** PARTS OF THE EXERCISE **
• A. According to the text on device-independent quantum key distribution, in what year was a loophole-free violation of a Bell inequality finally achieved?
• B. Please translate this sentence from the text on device-independent quantum key distribution into Spanish: "This has been a momentous week for quantum information science."
• C. From the text on device-independent quantum key distribution, reproduce word for word the part that opens with the words containing "This has been" and closes with "did it independently.".

━━━ GIVEN TEXT ━━━

This has been a momentous week for quantum information science. The long-awaited for experimental demonstration of device-independent quantum key distribution (DIQKD) is finally here! And not one only demonstration, but three in a row. First, the Oxford experiment came out, which motivated the München and the Hefei experiments to get their data out quickly to make it clear they did it independently.
To give a bit of context, for decades the community had been trying to do a loophole-free violation of a Bell inequality. To the perennial criticism that such an experiment was pointless, because there was no plausible physical model that exploited the loopholes in order to fake a violation, people often answered that a loophole-free Bell test was technologically relevant, as it was a pre-requisite for DIQKD.1 That was finally achieved in 2015, but DIQKD had to wait until now. It’s way harder, you need less noise, higher detection efficiency, and much more data in order to generate a secure key.
Without further ado, let’s look at the experimental results, summarized in the following table. $\omega$ is the probability with which they win the CHSH game, distance is the distance between Alice and Bob’s stations, and key rate is the key rate they achieved.

━━━ DATA ENTRIES ━━━

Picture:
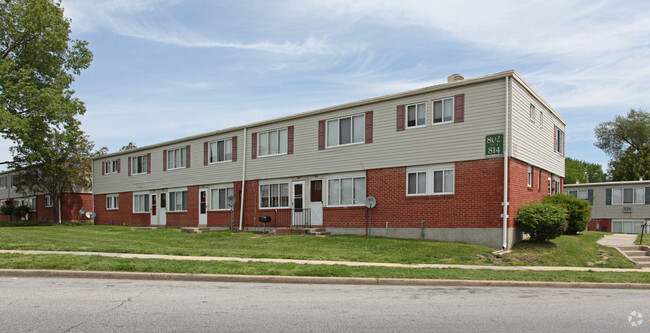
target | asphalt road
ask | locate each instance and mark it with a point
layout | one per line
(88, 305)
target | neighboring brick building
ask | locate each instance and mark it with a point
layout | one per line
(616, 206)
(433, 158)
(41, 205)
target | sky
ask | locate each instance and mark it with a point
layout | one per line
(167, 69)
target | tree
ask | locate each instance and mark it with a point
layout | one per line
(131, 145)
(615, 137)
(583, 172)
(38, 63)
(64, 164)
(631, 165)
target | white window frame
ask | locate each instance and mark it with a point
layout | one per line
(282, 142)
(229, 189)
(636, 199)
(338, 131)
(532, 113)
(172, 208)
(442, 119)
(269, 185)
(356, 199)
(49, 201)
(173, 163)
(430, 172)
(143, 200)
(114, 200)
(110, 167)
(227, 151)
(134, 164)
(415, 106)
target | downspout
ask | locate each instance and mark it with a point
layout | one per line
(505, 203)
(243, 186)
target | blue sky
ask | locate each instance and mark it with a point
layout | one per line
(165, 69)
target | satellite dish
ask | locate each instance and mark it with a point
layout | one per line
(371, 202)
(231, 201)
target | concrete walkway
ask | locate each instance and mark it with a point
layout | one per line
(618, 240)
(326, 262)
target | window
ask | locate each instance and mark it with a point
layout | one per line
(112, 201)
(139, 164)
(416, 115)
(431, 180)
(628, 196)
(532, 112)
(140, 202)
(49, 201)
(110, 166)
(274, 195)
(176, 158)
(220, 151)
(178, 200)
(345, 131)
(219, 197)
(443, 110)
(273, 142)
(346, 191)
(559, 140)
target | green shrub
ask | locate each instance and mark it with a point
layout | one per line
(542, 221)
(578, 211)
(21, 211)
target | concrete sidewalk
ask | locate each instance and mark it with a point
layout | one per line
(325, 262)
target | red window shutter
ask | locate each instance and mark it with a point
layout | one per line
(290, 140)
(234, 149)
(205, 153)
(254, 146)
(369, 126)
(400, 117)
(187, 160)
(459, 108)
(321, 134)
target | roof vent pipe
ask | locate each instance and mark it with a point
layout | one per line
(454, 77)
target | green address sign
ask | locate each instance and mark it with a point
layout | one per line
(494, 144)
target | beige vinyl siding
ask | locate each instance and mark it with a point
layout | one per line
(431, 144)
(603, 211)
(196, 174)
(530, 142)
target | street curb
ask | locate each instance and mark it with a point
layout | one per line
(311, 279)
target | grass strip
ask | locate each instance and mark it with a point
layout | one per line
(97, 263)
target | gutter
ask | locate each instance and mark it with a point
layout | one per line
(505, 202)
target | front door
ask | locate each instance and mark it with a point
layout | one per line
(203, 207)
(316, 202)
(298, 204)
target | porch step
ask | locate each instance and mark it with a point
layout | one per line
(194, 230)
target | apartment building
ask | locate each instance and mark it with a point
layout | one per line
(42, 206)
(616, 206)
(440, 162)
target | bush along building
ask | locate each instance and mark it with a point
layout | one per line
(42, 206)
(616, 206)
(440, 162)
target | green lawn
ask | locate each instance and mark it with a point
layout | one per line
(580, 250)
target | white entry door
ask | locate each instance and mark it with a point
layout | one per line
(203, 207)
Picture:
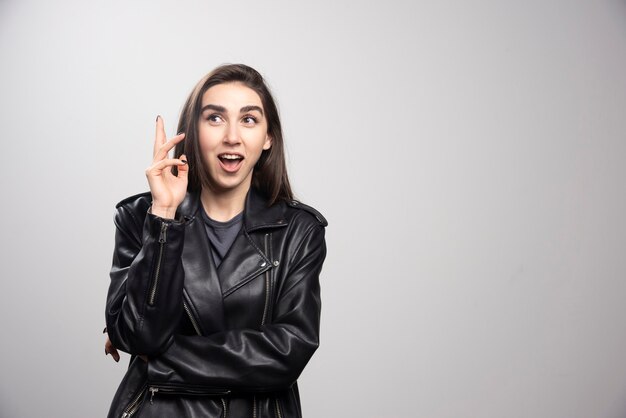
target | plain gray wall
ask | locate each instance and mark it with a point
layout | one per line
(469, 156)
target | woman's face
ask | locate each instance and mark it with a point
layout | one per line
(232, 133)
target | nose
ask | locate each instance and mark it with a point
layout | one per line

━━━

** ANSWERS **
• A. 2015

• B. Esta ha sido una semana trascendental para la ciencia de la información cuántica.

• C.
This has been a momentous week for quantum information science. The long-awaited for experimental demonstration of device-independent quantum key distribution (DIQKD) is finally here! And not one only demonstration, but three in a row. First, the Oxford experiment came out, which motivated the München and the Hefei experiments to get their data out quickly to make it clear they did it independently.